• Problem description: Without the pictures, repeat the listing character for character.

• Dataset content:
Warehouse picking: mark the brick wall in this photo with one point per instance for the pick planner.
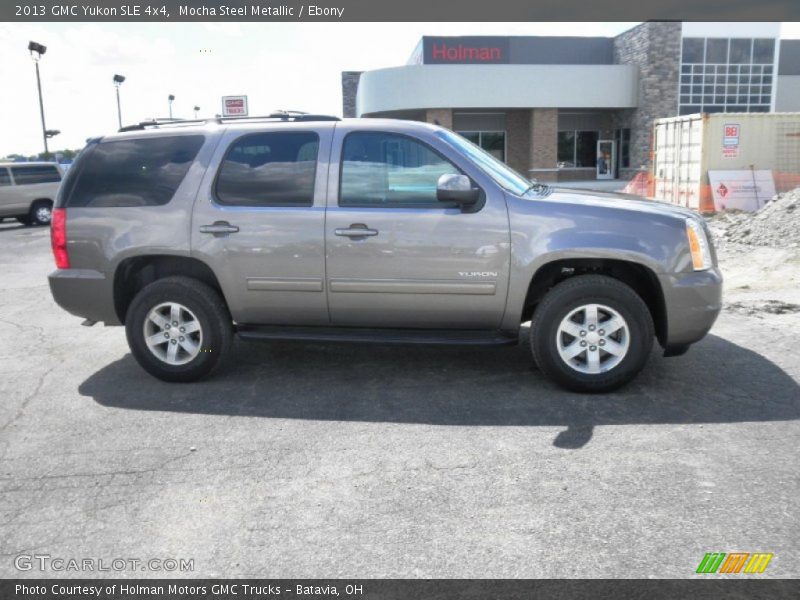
(518, 139)
(544, 142)
(655, 47)
(349, 89)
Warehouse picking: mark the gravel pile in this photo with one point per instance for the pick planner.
(776, 224)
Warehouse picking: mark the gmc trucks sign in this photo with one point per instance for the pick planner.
(234, 106)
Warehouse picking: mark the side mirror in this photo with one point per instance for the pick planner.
(457, 188)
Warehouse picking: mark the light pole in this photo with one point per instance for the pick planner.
(37, 50)
(118, 79)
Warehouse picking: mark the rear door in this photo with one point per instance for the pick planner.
(6, 193)
(396, 257)
(258, 222)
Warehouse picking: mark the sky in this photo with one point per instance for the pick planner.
(295, 66)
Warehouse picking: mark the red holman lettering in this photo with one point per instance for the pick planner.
(465, 53)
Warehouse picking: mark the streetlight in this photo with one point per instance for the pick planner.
(118, 79)
(37, 50)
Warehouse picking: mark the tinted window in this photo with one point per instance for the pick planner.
(270, 169)
(383, 169)
(139, 172)
(35, 174)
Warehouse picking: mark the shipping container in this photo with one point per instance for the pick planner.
(686, 148)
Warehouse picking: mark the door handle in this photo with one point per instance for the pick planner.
(219, 228)
(356, 230)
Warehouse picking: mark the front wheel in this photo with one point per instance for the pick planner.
(591, 333)
(178, 329)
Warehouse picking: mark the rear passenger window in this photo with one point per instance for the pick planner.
(385, 170)
(35, 174)
(269, 169)
(139, 172)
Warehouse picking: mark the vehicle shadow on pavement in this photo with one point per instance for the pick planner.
(716, 382)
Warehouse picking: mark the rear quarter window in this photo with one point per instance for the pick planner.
(137, 172)
(35, 174)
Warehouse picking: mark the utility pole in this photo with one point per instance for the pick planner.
(37, 50)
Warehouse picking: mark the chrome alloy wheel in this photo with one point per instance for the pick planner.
(593, 339)
(173, 333)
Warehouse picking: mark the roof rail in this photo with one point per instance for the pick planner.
(281, 115)
(158, 123)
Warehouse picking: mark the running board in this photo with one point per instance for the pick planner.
(384, 336)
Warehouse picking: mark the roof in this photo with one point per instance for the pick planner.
(37, 163)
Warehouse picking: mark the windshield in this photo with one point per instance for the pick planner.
(504, 176)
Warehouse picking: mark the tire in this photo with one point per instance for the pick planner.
(604, 362)
(41, 213)
(183, 358)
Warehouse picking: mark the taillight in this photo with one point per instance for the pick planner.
(58, 237)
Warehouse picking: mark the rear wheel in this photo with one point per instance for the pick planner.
(179, 329)
(591, 333)
(41, 213)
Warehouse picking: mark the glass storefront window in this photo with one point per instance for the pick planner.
(586, 148)
(577, 148)
(726, 75)
(566, 149)
(693, 50)
(494, 142)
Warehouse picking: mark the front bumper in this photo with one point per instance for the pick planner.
(692, 301)
(84, 293)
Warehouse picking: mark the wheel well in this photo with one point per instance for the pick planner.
(640, 278)
(133, 274)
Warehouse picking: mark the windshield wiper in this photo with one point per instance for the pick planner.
(539, 188)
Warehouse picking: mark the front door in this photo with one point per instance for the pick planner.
(396, 257)
(606, 159)
(258, 222)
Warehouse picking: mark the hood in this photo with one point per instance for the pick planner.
(620, 201)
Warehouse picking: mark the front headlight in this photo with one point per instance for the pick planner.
(698, 245)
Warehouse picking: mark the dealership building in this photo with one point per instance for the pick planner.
(577, 108)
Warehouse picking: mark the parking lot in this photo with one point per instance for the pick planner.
(336, 460)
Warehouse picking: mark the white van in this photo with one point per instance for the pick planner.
(28, 191)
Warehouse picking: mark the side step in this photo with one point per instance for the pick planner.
(384, 336)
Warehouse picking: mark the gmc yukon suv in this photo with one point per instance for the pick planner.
(314, 228)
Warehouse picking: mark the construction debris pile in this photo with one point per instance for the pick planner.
(776, 224)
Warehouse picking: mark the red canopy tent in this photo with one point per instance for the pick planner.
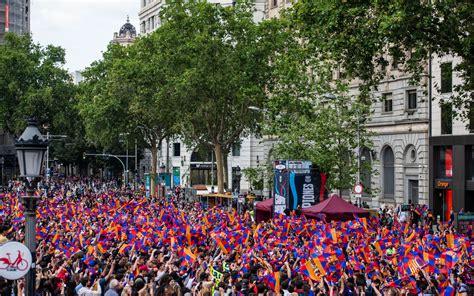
(335, 208)
(264, 210)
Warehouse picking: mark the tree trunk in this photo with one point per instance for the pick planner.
(220, 168)
(154, 158)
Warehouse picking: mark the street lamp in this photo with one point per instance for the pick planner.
(31, 147)
(238, 175)
(161, 179)
(2, 162)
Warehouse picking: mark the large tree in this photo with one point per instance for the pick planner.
(226, 61)
(123, 94)
(365, 36)
(310, 113)
(33, 83)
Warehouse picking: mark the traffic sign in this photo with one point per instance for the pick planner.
(358, 189)
(15, 260)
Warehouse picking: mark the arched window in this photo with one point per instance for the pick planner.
(365, 169)
(388, 173)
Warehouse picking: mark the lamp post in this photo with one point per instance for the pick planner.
(160, 179)
(31, 147)
(2, 162)
(50, 137)
(238, 175)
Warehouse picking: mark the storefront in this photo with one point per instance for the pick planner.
(451, 175)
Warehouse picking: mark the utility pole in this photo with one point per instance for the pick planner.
(136, 161)
(358, 154)
(48, 138)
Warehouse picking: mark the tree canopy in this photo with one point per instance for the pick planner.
(33, 83)
(225, 67)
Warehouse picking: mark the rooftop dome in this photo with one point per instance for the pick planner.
(127, 28)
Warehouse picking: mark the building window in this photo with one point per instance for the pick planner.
(387, 102)
(388, 173)
(236, 149)
(365, 170)
(176, 149)
(411, 99)
(446, 77)
(470, 162)
(444, 162)
(446, 119)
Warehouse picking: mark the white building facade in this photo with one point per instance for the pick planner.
(150, 20)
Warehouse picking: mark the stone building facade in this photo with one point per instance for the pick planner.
(14, 17)
(399, 157)
(126, 35)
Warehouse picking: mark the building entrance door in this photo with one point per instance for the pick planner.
(413, 191)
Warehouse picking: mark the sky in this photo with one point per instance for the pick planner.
(83, 28)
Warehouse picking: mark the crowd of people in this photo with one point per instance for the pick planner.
(98, 239)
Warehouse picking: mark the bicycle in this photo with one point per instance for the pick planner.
(19, 263)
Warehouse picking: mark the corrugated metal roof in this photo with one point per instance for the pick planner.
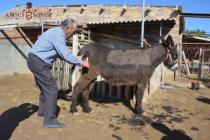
(92, 14)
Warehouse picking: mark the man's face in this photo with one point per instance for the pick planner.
(70, 31)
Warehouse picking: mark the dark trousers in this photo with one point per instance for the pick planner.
(47, 86)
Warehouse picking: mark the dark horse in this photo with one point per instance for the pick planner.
(121, 67)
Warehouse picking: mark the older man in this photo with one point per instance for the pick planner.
(50, 45)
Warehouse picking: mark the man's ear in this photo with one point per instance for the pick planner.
(164, 42)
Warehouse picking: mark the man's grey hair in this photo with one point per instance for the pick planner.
(67, 23)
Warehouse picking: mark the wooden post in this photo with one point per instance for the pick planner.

• Final result:
Warehouse picking: mark the brick wall in this photo with one point per instance for the pick planner.
(518, 139)
(544, 142)
(655, 47)
(349, 89)
Warehouse picking: mark the gravel pile in this photo with one point per instance for the pick planner.
(776, 224)
Warehouse picking: mark the gmc trucks sign in this photo with one point per instance for the pick planner.
(234, 106)
Warehouse picking: mark the side mirror in this photo with one point per instance for the pick planner.
(457, 188)
Warehouse picking: mark the light pole in this photo with one point per instance for the pick planner.
(37, 50)
(118, 79)
Warehouse picking: mark the rear door in this photo with one point per instance for the pick planner.
(6, 193)
(396, 257)
(258, 222)
Warehouse picking: mark the sky in this photo with one point per instance for the pick planner.
(295, 66)
Warehouse picking: mark the red holman lettering in this photo with one point per instance for the pick planner.
(465, 53)
Warehouse picking: mark the streetlight in this photo with one point per instance for the pick planner.
(118, 79)
(37, 50)
Warehouse picking: mark the tinted window in this photo with one point per instance for the pick planner.
(270, 169)
(383, 169)
(139, 172)
(35, 174)
Warehouse picking: mark the shipping container in this photo with one point per instance for the pick planner.
(686, 148)
Warehouse picking: mark the door handle in this photo with one point per instance for the pick planner.
(219, 228)
(356, 230)
Warehouse picking: mark the front wheel in this photo with one point per instance for the pick planner.
(591, 333)
(178, 329)
Warehouse picking: mark the rear passenger window in this photo with one point per instance for the pick planner.
(385, 170)
(35, 174)
(269, 169)
(139, 172)
Warehouse picking: mark the vehicle shadow on pavement in this photo with one point per instance for the pick planner.
(716, 382)
Warehouse picking: mark the rear quarter window in this photo with one point per instance for the pick planner.
(137, 172)
(35, 174)
Warehouse picking: mark the utility pole in this photo with one point per instance for the pick planner.
(37, 50)
Warehouse picking: mark the chrome alloy wheel in this photo with one point per instance for the pick planner.
(593, 339)
(173, 333)
Warehouse picking: mark the roof rail in this photo with one point per instance for the pick planner.
(281, 115)
(158, 123)
Warehouse picking: mark the running board in this photo with one point per instance for the pick planner.
(384, 336)
Warehouse picking: mark the roof in this photo with one point per instance for the pick planner.
(37, 163)
Warehouse picking: mark the windshield in this photo with one point per instance for the pick planner.
(504, 176)
Warehouse picking: mark the tire in this photo with one point per instance for the pick planner.
(604, 362)
(41, 213)
(183, 358)
Warehouse picking: mark the taillight in this photo with one point per instance for the pick planner.
(58, 237)
Warehouse picking: mark the rear wheel in this photo with one point per instance for the pick planner.
(179, 329)
(591, 333)
(41, 213)
Warehouse picking: mark the glass storefront window in this photo with one point per instance for the pick planner.
(586, 148)
(577, 148)
(726, 75)
(566, 149)
(693, 50)
(494, 142)
Warehouse picking: mark the front bumper in this photo with one point per instance for the pick planner.
(692, 301)
(84, 293)
Warehouse picking: mark the wheel well in this photo with one point per instance for the pick planner.
(640, 278)
(133, 274)
Warehouse picking: mark the windshield wiper in this photo with one point per instance for the pick planner.
(539, 188)
Warehouse picking: mark the front door in this photo with one point per instance for the pick planner.
(396, 257)
(606, 159)
(258, 222)
Warehouse picking: mark the hood in this photo with one point per instance for the pick planner.
(620, 201)
Warehouse picking: mark the front headlight in this photo with one point per instance for the pick planner.
(698, 245)
Warehouse picking: mark the dealership building in this photo with one point per instance for the pick planner.
(577, 108)
Warehouse picking: mark the parking lot in this photo with one point per instance for the pick planner.
(336, 460)
Warehouse picking: mark the white van in this photo with one point per instance for the pick planner.
(28, 191)
Warehouse picking: mark the side step in this photo with one point per instance for the pick planner.
(384, 336)
Warehouse picking: mark the gmc yukon suv in this photo with one point per instance for the pick planner.
(314, 228)
Warehouse picking: mark the construction debris pile in this photo with one point per instance for the pick planner.
(776, 224)
Warehouse picking: mark the red canopy tent in this photo with one point per instance for the pick planner.
(335, 208)
(264, 210)
Warehouse picking: mark the tree trunk in this photo with one point per instance for the pick planner.
(220, 168)
(154, 158)
Warehouse picking: mark the street lamp in this photo with one point per instance for the pick planner.
(31, 147)
(238, 175)
(161, 179)
(2, 162)
Warehouse picking: mark the large tree in this photo with one point per instance for the pick planner.
(226, 61)
(123, 94)
(365, 36)
(310, 113)
(33, 83)
Warehouse picking: mark the traffic sign in this photo with one point per instance for the pick planner.
(358, 189)
(15, 260)
Warehouse picking: mark the arched window in this photo with one point per instance for the pick planner.
(365, 169)
(388, 173)
Warehouse picking: mark the lamp post in this photo with one point per instance for the pick planner.
(160, 179)
(31, 147)
(2, 162)
(50, 137)
(238, 175)
Warehouse picking: mark the storefront in this photo with one point per instance for the pick planner.
(451, 175)
Warehouse picking: mark the utility pole in this photo with one point per instance for the pick planner.
(136, 161)
(358, 154)
(48, 138)
Warehouse picking: mark the tree canopy in this photo with one point per instance for the pick planner.
(33, 83)
(225, 67)
Warehouse picking: mark the rooftop dome in this photo with one point per instance for the pick planner.
(127, 28)
Warehouse picking: mark the building window in this photo with one point per instance for the pick planner.
(387, 102)
(388, 173)
(236, 149)
(365, 170)
(176, 149)
(411, 99)
(446, 77)
(470, 162)
(444, 162)
(446, 119)
Warehouse picking: mark the white building facade in this photo with one point per instance for the pick planner.
(150, 20)
Warehouse picking: mark the stone building facade in this photo with one point per instance for the pick planner.
(14, 17)
(399, 157)
(126, 35)
Warehouse picking: mark the building entrance door in this photo with one point per instance for the pick planner.
(413, 191)
Warehouse picking: mark the sky in this photo with one point per instance for the pick planner.
(83, 28)
Warehouse picking: mark the crowd of people in this photo with one point per instance for the pick planner.
(98, 239)
Warehouse picking: mark the bicycle in this photo with one point per instance for the pick planner.
(19, 263)
Warehouse picking: mark the corrugated metal roof in this photo with one point per instance for the pick planner.
(92, 14)
Warehouse picking: mark the man's face in this photo with one point per instance for the pick planner.
(70, 31)
Warehouse picking: mark the dark trousers in this photo with one point per instance for the pick planner.
(47, 86)
Warehouse picking: mark the dark horse in this photo with one point per instance for the pick planner.
(121, 67)
Warehouse picking: mark the older man in this photo with one point per instance for the pick planner.
(50, 45)
Warehouse picking: mark the man's ear in this photo with one point per instance for the pick planner.
(164, 42)
Warehouse picking: mark the man's grey hair in this photo with one point per instance for the pick planner.
(67, 23)
Warehouse picking: mark the wooden post in this photo with one point per instance for the pick planner.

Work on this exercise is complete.